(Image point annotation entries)
■ ■ ■ ■ ■

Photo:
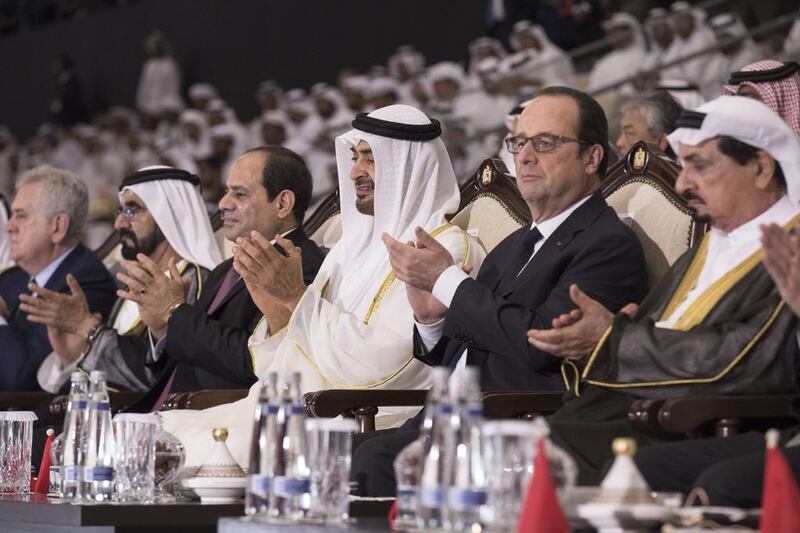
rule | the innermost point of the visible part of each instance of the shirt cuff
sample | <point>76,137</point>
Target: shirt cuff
<point>156,349</point>
<point>430,333</point>
<point>445,287</point>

■ ■ ■ ■ ■

Format the entries above as a two-column CSV with the headers "prompt" and "points", one row per entry. Put each entry's text and its answer in a quoted field with line breaks replaced by spaces, and leave out the pictures.

prompt,points
"Photo: rule | the innermost point of the visible part of each instance of the shirt cuff sample | <point>76,137</point> Target: shirt cuff","<point>156,349</point> <point>430,333</point> <point>445,287</point>"